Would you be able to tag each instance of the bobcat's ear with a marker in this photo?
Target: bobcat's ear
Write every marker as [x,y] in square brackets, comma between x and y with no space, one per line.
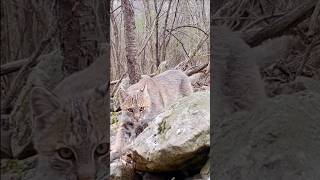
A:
[144,90]
[122,94]
[42,101]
#####
→ **Written task**: Restate the whole listing above exactly, except for its images.

→ **Task solution**:
Would you be able to tag each instance of the bobcat's ear with a marker in this photo?
Target: bobcat's ear
Write every marker as [x,y] in square brackets, comma between x and y with no space, one per line.
A:
[144,90]
[122,94]
[42,101]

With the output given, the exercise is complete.